EXERCISE » The answer should consist of each line from the data below that includes "gate".
>>>>
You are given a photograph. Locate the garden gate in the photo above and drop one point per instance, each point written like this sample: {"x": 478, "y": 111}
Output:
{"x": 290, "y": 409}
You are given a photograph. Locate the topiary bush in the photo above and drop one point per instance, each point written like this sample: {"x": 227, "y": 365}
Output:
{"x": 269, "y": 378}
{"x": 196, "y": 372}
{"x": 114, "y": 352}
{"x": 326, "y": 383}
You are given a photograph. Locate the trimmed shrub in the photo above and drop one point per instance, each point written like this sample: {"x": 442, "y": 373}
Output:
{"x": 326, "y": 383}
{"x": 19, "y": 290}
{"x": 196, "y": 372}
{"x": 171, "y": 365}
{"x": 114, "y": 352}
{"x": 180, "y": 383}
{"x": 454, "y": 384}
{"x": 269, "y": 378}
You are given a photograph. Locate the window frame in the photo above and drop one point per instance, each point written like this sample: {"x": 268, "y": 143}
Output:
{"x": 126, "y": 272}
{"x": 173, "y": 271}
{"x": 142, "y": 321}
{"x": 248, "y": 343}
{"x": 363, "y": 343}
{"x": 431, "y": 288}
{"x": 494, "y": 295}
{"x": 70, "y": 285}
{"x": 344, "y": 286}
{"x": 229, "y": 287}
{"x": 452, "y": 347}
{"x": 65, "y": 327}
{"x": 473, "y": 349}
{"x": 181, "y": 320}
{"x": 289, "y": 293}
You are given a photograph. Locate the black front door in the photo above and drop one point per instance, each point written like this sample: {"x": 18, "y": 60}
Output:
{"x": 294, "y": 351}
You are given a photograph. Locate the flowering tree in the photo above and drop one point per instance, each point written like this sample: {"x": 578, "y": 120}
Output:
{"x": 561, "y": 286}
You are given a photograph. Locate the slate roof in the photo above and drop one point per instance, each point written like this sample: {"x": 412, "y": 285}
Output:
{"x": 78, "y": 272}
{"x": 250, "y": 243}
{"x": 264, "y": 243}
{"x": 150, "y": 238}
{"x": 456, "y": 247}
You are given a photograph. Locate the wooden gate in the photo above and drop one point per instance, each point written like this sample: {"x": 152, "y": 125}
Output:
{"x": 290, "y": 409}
<<<<
EXPECTED OUTPUT »
You are given a photograph. Locate the garden gate in the photo above and drop one point per instance, each point written like this sample: {"x": 478, "y": 111}
You are given a photograph. Locate the wooden gate in the photo above and drop one point per instance, each point written like this sample: {"x": 152, "y": 125}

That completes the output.